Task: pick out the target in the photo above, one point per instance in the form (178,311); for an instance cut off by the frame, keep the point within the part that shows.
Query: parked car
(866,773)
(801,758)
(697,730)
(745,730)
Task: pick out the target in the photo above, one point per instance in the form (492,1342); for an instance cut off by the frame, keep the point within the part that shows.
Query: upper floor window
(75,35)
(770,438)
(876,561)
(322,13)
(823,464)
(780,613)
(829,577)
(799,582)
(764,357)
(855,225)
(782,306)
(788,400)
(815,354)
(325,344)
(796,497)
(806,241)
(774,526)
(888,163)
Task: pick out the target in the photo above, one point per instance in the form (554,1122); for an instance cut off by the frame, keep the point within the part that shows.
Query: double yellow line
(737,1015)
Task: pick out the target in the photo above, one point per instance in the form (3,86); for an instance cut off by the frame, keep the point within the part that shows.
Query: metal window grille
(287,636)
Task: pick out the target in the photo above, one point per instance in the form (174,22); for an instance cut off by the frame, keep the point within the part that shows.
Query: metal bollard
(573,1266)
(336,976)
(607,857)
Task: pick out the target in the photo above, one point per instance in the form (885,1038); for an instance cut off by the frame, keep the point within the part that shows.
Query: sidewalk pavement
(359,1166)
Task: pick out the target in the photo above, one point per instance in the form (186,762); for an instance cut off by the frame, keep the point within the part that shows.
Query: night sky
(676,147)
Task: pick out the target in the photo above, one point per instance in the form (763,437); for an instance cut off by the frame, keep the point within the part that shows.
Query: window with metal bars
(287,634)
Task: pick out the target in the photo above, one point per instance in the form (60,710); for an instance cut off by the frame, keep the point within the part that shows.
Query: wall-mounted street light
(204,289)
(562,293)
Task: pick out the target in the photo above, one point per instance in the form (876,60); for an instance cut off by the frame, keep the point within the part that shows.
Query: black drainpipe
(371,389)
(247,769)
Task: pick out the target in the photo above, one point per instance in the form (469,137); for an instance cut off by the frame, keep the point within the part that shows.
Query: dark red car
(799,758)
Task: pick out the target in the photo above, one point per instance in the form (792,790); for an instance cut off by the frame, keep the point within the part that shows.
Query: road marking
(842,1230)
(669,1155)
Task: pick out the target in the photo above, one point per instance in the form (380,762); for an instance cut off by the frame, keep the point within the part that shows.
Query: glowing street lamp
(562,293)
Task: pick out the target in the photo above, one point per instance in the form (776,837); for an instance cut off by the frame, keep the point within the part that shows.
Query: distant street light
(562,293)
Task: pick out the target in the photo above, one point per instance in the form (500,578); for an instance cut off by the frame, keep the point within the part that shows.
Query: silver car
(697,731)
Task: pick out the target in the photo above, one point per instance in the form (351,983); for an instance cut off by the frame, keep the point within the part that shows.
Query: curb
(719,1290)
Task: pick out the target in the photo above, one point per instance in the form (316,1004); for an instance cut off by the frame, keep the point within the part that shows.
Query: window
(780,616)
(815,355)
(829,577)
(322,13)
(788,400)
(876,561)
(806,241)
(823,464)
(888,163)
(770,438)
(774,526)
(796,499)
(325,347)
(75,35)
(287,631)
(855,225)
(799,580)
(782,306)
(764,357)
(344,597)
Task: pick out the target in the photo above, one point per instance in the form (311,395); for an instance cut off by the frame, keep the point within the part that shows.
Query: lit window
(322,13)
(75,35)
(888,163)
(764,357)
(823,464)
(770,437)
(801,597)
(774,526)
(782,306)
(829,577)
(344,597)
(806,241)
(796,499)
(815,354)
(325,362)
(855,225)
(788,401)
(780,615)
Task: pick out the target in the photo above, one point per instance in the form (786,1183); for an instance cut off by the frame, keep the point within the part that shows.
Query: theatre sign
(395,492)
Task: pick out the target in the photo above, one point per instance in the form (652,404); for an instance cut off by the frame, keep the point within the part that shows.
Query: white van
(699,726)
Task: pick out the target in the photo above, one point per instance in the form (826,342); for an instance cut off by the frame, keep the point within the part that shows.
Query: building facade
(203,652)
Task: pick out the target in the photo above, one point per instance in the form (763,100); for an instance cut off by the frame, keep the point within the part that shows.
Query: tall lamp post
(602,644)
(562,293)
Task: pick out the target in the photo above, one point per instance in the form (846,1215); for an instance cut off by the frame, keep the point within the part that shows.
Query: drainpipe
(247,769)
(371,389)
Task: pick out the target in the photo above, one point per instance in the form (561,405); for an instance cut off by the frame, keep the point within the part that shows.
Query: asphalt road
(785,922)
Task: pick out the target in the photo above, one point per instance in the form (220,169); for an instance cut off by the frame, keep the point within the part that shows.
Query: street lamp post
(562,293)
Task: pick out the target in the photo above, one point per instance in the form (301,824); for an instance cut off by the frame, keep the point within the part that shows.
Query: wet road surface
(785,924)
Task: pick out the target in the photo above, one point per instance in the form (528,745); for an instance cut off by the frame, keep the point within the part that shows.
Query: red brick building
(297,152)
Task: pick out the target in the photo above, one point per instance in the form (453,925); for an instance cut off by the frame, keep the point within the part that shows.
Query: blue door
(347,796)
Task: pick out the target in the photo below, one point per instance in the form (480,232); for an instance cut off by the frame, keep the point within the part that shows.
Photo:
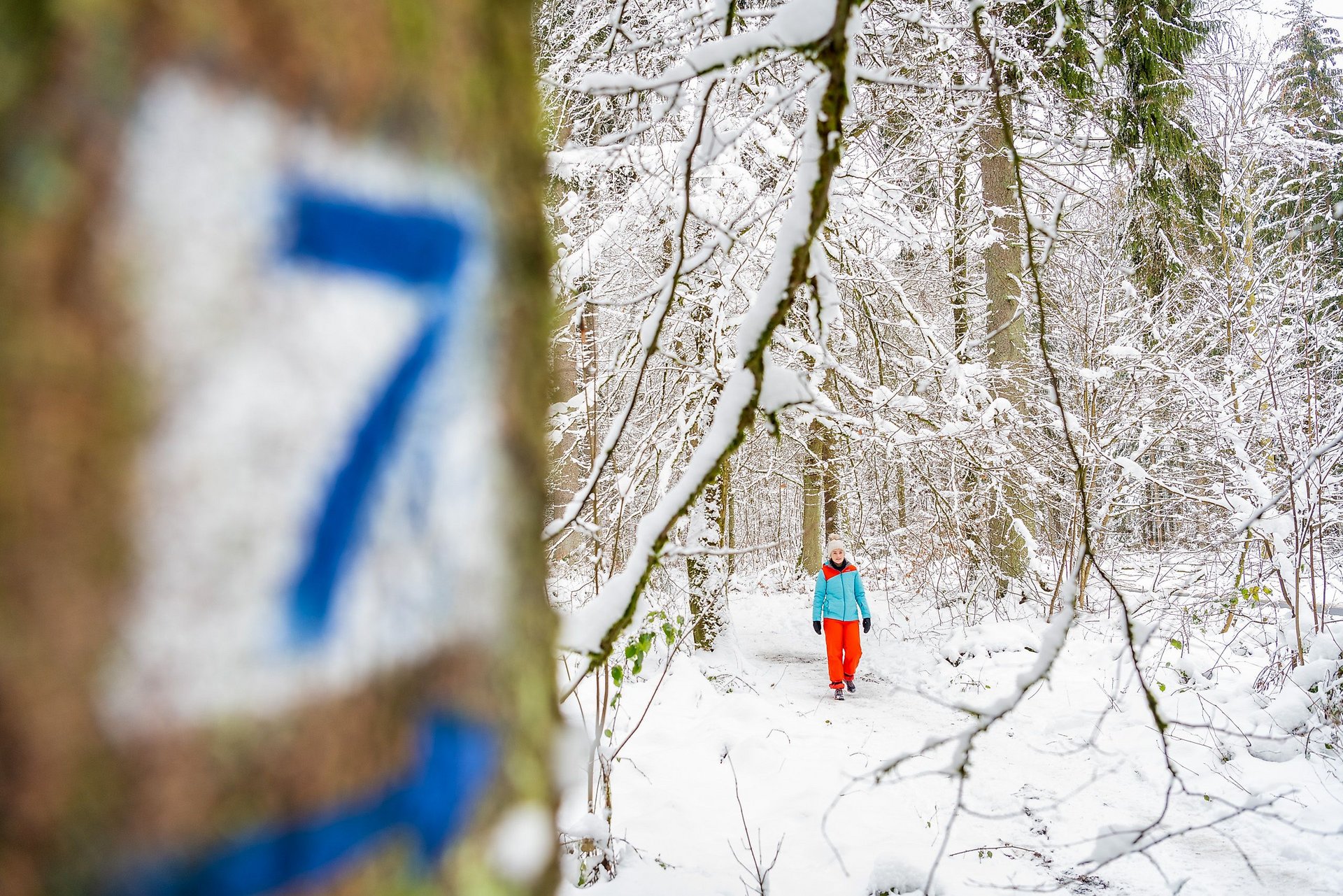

**TASK INSTRUCTIONS**
Without including any picture, repeat the data exactly.

**RESPONSE**
Task: pick out the target in the photo above, one point per instance in the form (178,311); for an instance cut off by the frame, keep the point within the part that shows.
Query: parked car
(866,773)
(801,758)
(697,730)
(745,730)
Task: pick out the target in the photo above, one point per instance in the form (492,1342); for an instance cut off by the frame, keep the point within the part that shows.
Query: upper floor window
(75,35)
(770,438)
(876,561)
(322,13)
(823,464)
(780,613)
(829,577)
(799,582)
(764,357)
(855,225)
(782,306)
(788,400)
(815,354)
(325,344)
(796,497)
(806,241)
(774,526)
(888,163)
Task: pick out the target in the photo above, one point per instance in the form (554,1122); for an instance cut off by the frame, keep the point within the part that shows.
Query: double yellow line
(737,1015)
Task: pick out the target in the photo above, one point per instance in the form (3,86); for an instance cut off by the frame, keep the point within the part that shows.
Query: metal window grille
(287,636)
Task: pick out the target in the photo above, one point per instance in the form (174,22); for an instance cut off by the frame, keep the point within the part that shows.
Query: metal bollard
(573,1266)
(336,976)
(607,857)
Task: pick out the target in the photo above, one point per instance in the form (885,1038); for an instance cut off by the frame, keep the point within the part that shows.
Query: sidewalk pavement
(359,1166)
Task: pick out the target in the photo above, one point per instance in the form (186,762); for an instance cut off by the frame, keep the point within the part that shows.
Query: night sky
(676,147)
Task: pick out the target in the photo above, one point per instance in the form (763,437); for an instance cut off by the frame, keep the point within the part that shows.
Query: window with metal bars
(287,634)
Task: pick out the target in the photo above, one point per instance in the form (60,710); for an instance cut off by the frame, keep the point within the part that shows.
Query: wall-mounted street light
(204,289)
(562,293)
Task: pick out the target in the photo above, one point per instance in the form (876,60); for an instance cut off by the frame, keep the point within the part that shows.
Query: black drainpipe
(371,389)
(247,769)
Task: pick out the target in the photo above, one point per instance in the form (469,137); for an instance cut off by the frame, keep the point within the part that shows.
Query: dark red car
(799,758)
Task: pick out the target in the photo above, one point per instance in the form (792,790); for an instance cut off by the frame, keep the point within the part that shows.
Query: road marking
(842,1230)
(669,1155)
Task: pick out the target in the photo above, one point per instance in the form (380,762); for an instance cut off by the frame, keep the point within the part that shows.
Query: glowing street lamp
(562,293)
Task: pick out the target in the photo above, one point per instance in the form (776,837); for an instance cut off by the frame, keep the point within the part that shows.
Query: distant street light
(562,293)
Task: pick out the target in the photo above, one point per instance in the form (500,578); for an instance cut off by the frame, keep the point within the part that shows.
Query: silver car
(697,731)
Task: pick out the target in the photo above, one point per instance in the form (351,983); for an instance cut off by the frame, keep the point within the part that shows.
Query: curb
(719,1290)
Task: pick out the target in the photo above, one point per instance in the form (316,1004); for an instance cut off by the frame, keep the point within the part that shows.
Query: window
(780,616)
(815,355)
(829,577)
(322,13)
(788,400)
(876,561)
(806,241)
(823,464)
(888,163)
(770,438)
(774,526)
(796,499)
(325,347)
(75,35)
(287,631)
(855,225)
(799,580)
(782,306)
(764,357)
(344,597)
Task: pick out the target in the photo above, one point per instance in the form (311,395); for an instance cut off by the frame, keep the point within the part that shows.
Query: lit window
(322,13)
(75,35)
(888,163)
(764,357)
(823,464)
(770,437)
(801,597)
(774,526)
(782,306)
(829,577)
(344,597)
(806,241)
(796,499)
(815,354)
(325,362)
(855,225)
(788,401)
(780,615)
Task: pick out the target in the photo above, one point per instance in the form (786,1183); for an instance cut off by the frame, keep the point within the part that shows.
Query: theatre sign
(395,492)
Task: pick out the target in the photo above, one point per instance in the form (652,404); for an instance cut off by the frame, keep the point within the part that shows.
Query: white van
(699,726)
Task: pick out the target in the photo above, one point per instance in the form (826,342); for an instance cut off by the frame, keep the point within the part that shows.
Query: building facade
(203,652)
Task: pick out the target in the photo above, one point per instance in the form (763,100); for an instance cut off by the frame, keep the point within the part that shows.
Query: tall lamp post
(602,644)
(562,293)
Task: pick out the target in the photo above, one point per instance in the form (846,1215); for an instance cut off by the frame, keep the point within the part that shows.
Query: drainpipe
(247,769)
(371,389)
Task: pick out the target in the photo above, one point per instance in the form (561,405); for an instance cut off by the frame, keep the point within the part that shows.
Query: asphalt road
(785,922)
Task: pick out the target in the photo above, one point per instance in the form (220,169); for an instance cut off by the frame, keep the point within the part that shows.
Query: street lamp post
(562,293)
Task: pick out the target in the photo above, one point per instance in the form (301,824); for an instance cut off by the frame, keep the point within the part that shows.
Query: wet road surface
(785,924)
Task: pick out the target in the photo above, one point per instance in the form (528,745); for an instance cut off by the frame, keep the point within the part that shows.
Query: red brick building
(297,152)
Task: pick out the target in the photo above, one point per instance in the form (453,925); for an instance cut off by the frame, keep the point within the part that shows.
Query: blue door
(347,796)
Task: pick out the target in the photo below, one point per instance in the form (480,232); for an instance cut off by the frame, keep the point within the part that shows.
Photo:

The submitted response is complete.